WHAT YOU WILL DO
Below are some records. Return exactly the lines from the one with "Find the headlight in the picture above." to the one with "Find the wheel arch in the picture above.", and nothing else.
────────
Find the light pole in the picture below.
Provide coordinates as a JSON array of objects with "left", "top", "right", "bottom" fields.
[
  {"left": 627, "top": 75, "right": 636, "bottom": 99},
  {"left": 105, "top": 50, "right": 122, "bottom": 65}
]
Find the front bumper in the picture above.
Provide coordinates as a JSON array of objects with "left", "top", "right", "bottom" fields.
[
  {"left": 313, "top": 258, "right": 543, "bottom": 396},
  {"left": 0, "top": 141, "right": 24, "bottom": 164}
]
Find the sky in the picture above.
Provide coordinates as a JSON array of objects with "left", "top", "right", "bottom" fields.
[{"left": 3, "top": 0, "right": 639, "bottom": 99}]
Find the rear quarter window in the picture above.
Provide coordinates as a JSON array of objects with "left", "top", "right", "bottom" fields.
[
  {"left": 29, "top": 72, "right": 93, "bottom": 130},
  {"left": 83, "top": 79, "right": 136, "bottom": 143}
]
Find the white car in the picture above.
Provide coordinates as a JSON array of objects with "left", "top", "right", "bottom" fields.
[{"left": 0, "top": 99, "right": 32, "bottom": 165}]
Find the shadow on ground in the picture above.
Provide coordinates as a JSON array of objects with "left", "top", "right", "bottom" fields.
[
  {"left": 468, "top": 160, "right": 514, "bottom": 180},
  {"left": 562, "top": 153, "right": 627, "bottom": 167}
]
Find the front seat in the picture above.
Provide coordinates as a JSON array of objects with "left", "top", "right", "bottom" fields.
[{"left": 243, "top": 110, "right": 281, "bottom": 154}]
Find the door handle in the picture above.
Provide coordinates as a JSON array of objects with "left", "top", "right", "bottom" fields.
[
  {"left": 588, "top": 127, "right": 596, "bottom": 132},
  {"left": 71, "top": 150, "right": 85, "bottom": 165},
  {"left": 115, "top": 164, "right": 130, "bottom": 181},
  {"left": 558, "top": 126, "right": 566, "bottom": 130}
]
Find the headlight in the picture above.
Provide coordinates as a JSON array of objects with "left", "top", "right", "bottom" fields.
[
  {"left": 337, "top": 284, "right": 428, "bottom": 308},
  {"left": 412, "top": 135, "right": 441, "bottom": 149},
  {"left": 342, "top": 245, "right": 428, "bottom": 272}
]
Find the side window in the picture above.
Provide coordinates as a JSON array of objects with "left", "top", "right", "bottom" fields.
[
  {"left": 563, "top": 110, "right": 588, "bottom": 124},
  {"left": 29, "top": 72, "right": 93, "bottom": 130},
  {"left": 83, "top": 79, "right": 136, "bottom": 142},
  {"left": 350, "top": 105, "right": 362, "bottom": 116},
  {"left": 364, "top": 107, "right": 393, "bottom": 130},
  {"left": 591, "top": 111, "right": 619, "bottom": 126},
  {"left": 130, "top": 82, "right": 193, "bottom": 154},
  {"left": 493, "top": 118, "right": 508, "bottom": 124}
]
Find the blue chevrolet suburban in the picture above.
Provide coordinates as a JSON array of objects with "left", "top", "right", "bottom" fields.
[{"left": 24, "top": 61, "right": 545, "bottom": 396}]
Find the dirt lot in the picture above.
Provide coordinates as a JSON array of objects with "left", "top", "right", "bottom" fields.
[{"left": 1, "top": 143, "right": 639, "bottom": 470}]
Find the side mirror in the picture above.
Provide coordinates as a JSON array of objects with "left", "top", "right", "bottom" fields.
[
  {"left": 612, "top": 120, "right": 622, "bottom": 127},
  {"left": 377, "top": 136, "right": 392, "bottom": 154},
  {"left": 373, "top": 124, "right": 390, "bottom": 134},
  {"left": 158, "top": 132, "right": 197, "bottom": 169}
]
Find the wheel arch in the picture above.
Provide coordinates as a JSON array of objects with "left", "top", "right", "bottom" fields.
────────
OUTPUT FOR THIS TASK
Find the headlight in the picture above.
Provide coordinates as a JSON array of objects with "left", "top", "right", "bottom" fields.
[
  {"left": 337, "top": 284, "right": 428, "bottom": 308},
  {"left": 412, "top": 135, "right": 441, "bottom": 149},
  {"left": 342, "top": 245, "right": 428, "bottom": 272}
]
Find the side window in the picture above.
Provide coordinates as a JSON array of objects with "left", "top", "right", "bottom" fields.
[
  {"left": 563, "top": 110, "right": 588, "bottom": 124},
  {"left": 29, "top": 72, "right": 93, "bottom": 130},
  {"left": 83, "top": 79, "right": 136, "bottom": 142},
  {"left": 350, "top": 105, "right": 362, "bottom": 116},
  {"left": 364, "top": 107, "right": 393, "bottom": 130},
  {"left": 591, "top": 111, "right": 619, "bottom": 126},
  {"left": 130, "top": 82, "right": 193, "bottom": 154},
  {"left": 493, "top": 118, "right": 508, "bottom": 124}
]
Find the blue chevrolet suburban in the picture above.
Provide coordinates as a JSON array of objects with "left", "top", "right", "bottom" fields.
[{"left": 24, "top": 61, "right": 545, "bottom": 396}]
Find the dirt lot in the picture above.
Provide coordinates as a JSON array of objects with "left", "top", "right", "bottom" fields.
[{"left": 1, "top": 143, "right": 639, "bottom": 470}]
Find the side mirror in the picture above.
Provide coordinates as a JSON array of objects with "left", "top", "right", "bottom" fields.
[
  {"left": 612, "top": 120, "right": 622, "bottom": 127},
  {"left": 377, "top": 136, "right": 392, "bottom": 154},
  {"left": 373, "top": 124, "right": 390, "bottom": 134},
  {"left": 158, "top": 132, "right": 197, "bottom": 169}
]
Find the wheel arch in the picture above.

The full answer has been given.